*** Opening of Information provided ***
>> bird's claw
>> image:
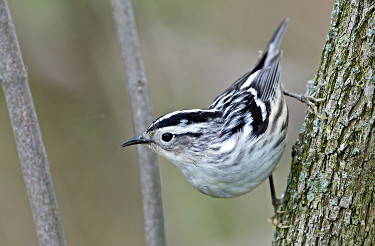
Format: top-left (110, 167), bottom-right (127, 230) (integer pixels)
top-left (269, 211), bottom-right (289, 229)
top-left (270, 194), bottom-right (289, 229)
top-left (282, 89), bottom-right (327, 120)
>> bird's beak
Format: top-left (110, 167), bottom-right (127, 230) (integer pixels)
top-left (121, 135), bottom-right (149, 147)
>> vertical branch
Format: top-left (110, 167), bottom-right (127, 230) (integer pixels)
top-left (111, 1), bottom-right (166, 246)
top-left (0, 1), bottom-right (66, 246)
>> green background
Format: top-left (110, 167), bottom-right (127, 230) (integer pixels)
top-left (1, 0), bottom-right (333, 245)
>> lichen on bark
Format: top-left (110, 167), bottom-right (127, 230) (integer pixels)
top-left (273, 0), bottom-right (375, 245)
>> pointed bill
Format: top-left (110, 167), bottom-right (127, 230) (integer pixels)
top-left (121, 135), bottom-right (149, 147)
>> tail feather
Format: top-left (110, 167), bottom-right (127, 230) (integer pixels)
top-left (233, 18), bottom-right (289, 88)
top-left (213, 18), bottom-right (289, 107)
top-left (265, 17), bottom-right (289, 66)
top-left (244, 18), bottom-right (288, 101)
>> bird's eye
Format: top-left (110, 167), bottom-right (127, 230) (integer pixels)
top-left (161, 133), bottom-right (174, 142)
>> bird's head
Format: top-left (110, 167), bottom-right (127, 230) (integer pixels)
top-left (122, 109), bottom-right (223, 166)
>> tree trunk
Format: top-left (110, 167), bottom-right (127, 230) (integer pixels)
top-left (273, 0), bottom-right (375, 245)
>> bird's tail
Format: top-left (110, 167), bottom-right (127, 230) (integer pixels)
top-left (265, 17), bottom-right (289, 66)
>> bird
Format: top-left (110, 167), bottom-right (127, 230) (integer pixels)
top-left (122, 18), bottom-right (289, 211)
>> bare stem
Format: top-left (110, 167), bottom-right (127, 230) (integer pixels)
top-left (0, 1), bottom-right (66, 246)
top-left (111, 0), bottom-right (166, 246)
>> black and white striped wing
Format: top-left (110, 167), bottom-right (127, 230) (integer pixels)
top-left (209, 18), bottom-right (287, 139)
top-left (214, 58), bottom-right (281, 139)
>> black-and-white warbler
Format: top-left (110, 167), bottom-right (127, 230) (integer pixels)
top-left (122, 18), bottom-right (290, 209)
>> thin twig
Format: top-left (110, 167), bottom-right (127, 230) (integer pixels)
top-left (111, 0), bottom-right (166, 246)
top-left (0, 1), bottom-right (67, 246)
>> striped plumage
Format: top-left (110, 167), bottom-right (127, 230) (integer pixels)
top-left (122, 18), bottom-right (289, 198)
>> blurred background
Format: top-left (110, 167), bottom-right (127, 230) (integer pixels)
top-left (1, 0), bottom-right (333, 245)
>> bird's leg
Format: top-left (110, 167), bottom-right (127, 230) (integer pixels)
top-left (269, 175), bottom-right (282, 212)
top-left (268, 175), bottom-right (288, 229)
top-left (282, 80), bottom-right (327, 120)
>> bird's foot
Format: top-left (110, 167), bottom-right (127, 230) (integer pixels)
top-left (269, 193), bottom-right (289, 229)
top-left (270, 212), bottom-right (289, 229)
top-left (282, 89), bottom-right (327, 120)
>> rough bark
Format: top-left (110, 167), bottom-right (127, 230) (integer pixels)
top-left (0, 1), bottom-right (67, 245)
top-left (273, 1), bottom-right (375, 245)
top-left (111, 1), bottom-right (166, 246)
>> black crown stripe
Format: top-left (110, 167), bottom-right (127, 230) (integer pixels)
top-left (148, 110), bottom-right (222, 131)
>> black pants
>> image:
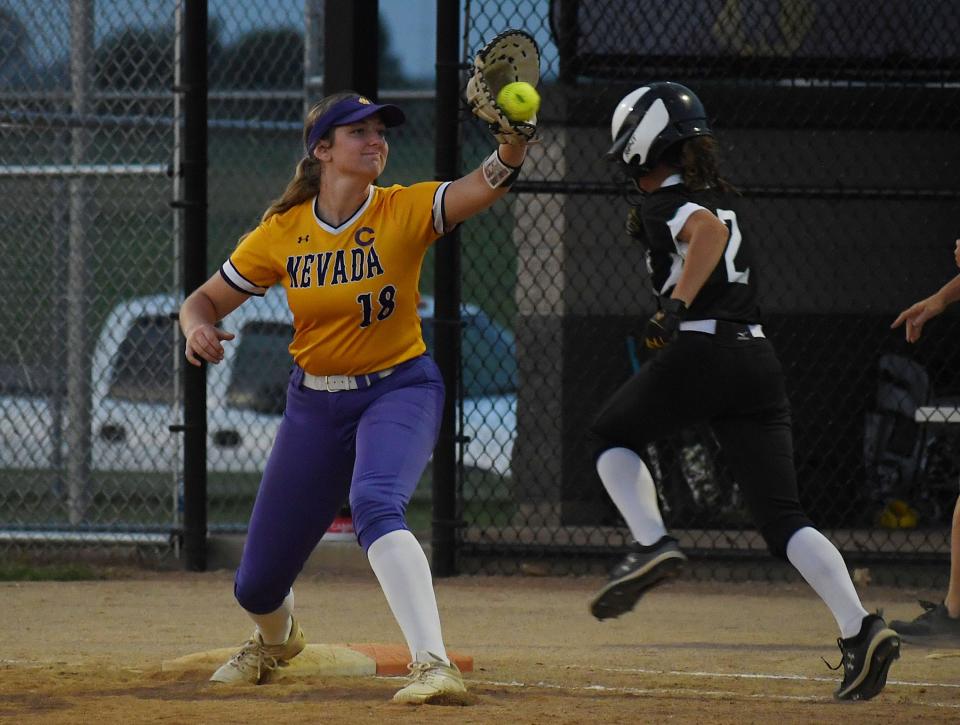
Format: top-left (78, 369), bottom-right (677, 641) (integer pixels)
top-left (590, 324), bottom-right (812, 558)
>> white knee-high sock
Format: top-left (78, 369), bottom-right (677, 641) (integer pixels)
top-left (597, 447), bottom-right (667, 546)
top-left (786, 527), bottom-right (868, 638)
top-left (248, 589), bottom-right (294, 645)
top-left (368, 529), bottom-right (448, 664)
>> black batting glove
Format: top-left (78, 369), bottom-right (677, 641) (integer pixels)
top-left (643, 298), bottom-right (688, 350)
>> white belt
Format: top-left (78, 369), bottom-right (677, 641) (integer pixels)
top-left (302, 366), bottom-right (396, 392)
top-left (678, 319), bottom-right (765, 338)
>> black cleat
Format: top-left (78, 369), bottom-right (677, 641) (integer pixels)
top-left (890, 600), bottom-right (960, 647)
top-left (831, 614), bottom-right (901, 701)
top-left (590, 535), bottom-right (686, 621)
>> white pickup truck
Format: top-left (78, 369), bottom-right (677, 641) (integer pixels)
top-left (0, 289), bottom-right (517, 478)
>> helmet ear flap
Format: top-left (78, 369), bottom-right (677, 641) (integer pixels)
top-left (657, 140), bottom-right (684, 168)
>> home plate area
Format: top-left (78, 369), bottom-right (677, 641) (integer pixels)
top-left (161, 643), bottom-right (473, 681)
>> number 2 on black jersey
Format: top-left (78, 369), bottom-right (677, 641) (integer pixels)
top-left (717, 209), bottom-right (749, 285)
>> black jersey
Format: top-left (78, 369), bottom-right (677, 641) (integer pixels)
top-left (633, 181), bottom-right (761, 323)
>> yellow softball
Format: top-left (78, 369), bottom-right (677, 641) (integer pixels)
top-left (496, 81), bottom-right (540, 122)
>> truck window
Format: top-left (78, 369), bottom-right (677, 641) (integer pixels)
top-left (462, 312), bottom-right (517, 398)
top-left (422, 311), bottom-right (518, 398)
top-left (227, 321), bottom-right (294, 415)
top-left (108, 315), bottom-right (175, 404)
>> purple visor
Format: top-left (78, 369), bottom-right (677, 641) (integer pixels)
top-left (305, 96), bottom-right (405, 152)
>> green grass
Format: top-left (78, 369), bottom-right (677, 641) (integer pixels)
top-left (0, 466), bottom-right (516, 532)
top-left (399, 499), bottom-right (517, 535)
top-left (205, 467), bottom-right (519, 533)
top-left (0, 561), bottom-right (104, 581)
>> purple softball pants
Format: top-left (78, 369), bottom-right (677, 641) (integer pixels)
top-left (234, 354), bottom-right (444, 614)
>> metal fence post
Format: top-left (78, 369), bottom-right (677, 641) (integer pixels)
top-left (180, 0), bottom-right (209, 571)
top-left (66, 0), bottom-right (94, 524)
top-left (431, 0), bottom-right (462, 577)
top-left (323, 0), bottom-right (378, 97)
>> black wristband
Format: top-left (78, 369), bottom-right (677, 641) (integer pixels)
top-left (660, 297), bottom-right (688, 319)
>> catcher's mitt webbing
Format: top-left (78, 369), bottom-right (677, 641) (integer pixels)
top-left (465, 29), bottom-right (540, 145)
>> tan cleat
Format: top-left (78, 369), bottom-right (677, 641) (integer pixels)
top-left (209, 618), bottom-right (306, 685)
top-left (392, 654), bottom-right (469, 705)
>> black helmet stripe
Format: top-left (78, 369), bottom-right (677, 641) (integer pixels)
top-left (606, 86), bottom-right (659, 160)
top-left (606, 82), bottom-right (713, 173)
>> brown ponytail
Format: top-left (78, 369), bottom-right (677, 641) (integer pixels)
top-left (678, 136), bottom-right (736, 194)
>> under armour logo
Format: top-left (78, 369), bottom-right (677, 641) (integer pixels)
top-left (297, 234), bottom-right (310, 244)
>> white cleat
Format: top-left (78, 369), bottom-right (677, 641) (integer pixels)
top-left (392, 653), bottom-right (469, 705)
top-left (209, 619), bottom-right (305, 685)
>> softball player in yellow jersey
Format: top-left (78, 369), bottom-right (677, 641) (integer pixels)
top-left (178, 91), bottom-right (529, 703)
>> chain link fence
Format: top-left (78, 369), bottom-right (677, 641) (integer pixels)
top-left (1, 1), bottom-right (179, 551)
top-left (0, 1), bottom-right (455, 558)
top-left (1, 1), bottom-right (958, 581)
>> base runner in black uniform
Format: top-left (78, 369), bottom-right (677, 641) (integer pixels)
top-left (588, 82), bottom-right (900, 701)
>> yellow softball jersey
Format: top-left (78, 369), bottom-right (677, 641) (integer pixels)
top-left (220, 181), bottom-right (452, 375)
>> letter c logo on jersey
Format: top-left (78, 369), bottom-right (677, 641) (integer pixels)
top-left (355, 226), bottom-right (375, 246)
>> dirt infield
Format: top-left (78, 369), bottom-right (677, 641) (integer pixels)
top-left (3, 568), bottom-right (959, 723)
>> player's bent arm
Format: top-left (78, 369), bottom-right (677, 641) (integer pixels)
top-left (670, 209), bottom-right (729, 307)
top-left (179, 274), bottom-right (248, 366)
top-left (443, 143), bottom-right (527, 226)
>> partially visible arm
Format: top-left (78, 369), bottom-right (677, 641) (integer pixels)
top-left (890, 238), bottom-right (960, 343)
top-left (442, 142), bottom-right (527, 226)
top-left (179, 274), bottom-right (249, 366)
top-left (891, 272), bottom-right (960, 343)
top-left (670, 209), bottom-right (730, 306)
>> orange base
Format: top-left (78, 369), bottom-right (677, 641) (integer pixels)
top-left (344, 643), bottom-right (473, 676)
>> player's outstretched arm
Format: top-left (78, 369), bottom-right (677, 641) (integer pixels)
top-left (443, 142), bottom-right (527, 226)
top-left (179, 274), bottom-right (246, 366)
top-left (444, 28), bottom-right (539, 227)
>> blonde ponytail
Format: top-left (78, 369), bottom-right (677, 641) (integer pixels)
top-left (243, 90), bottom-right (361, 236)
top-left (260, 155), bottom-right (323, 222)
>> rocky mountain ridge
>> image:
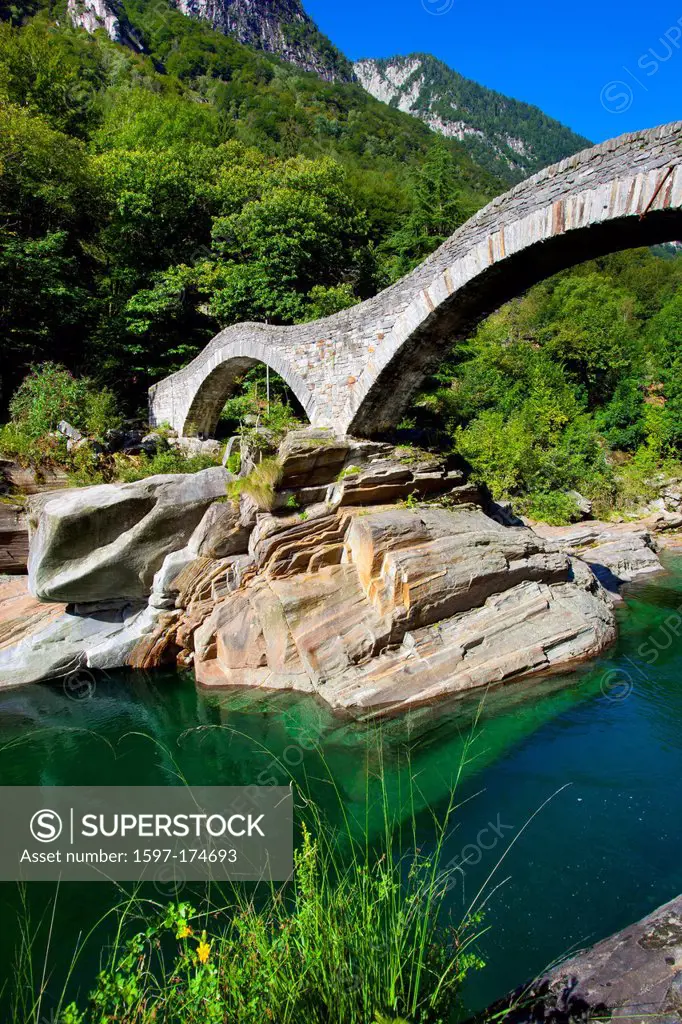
*** Close of Information provided ***
* Work order
What the answer needs is every line from the data above with "logo" in it.

* Written solution
>> under armour logo
>> letter c logo on jersey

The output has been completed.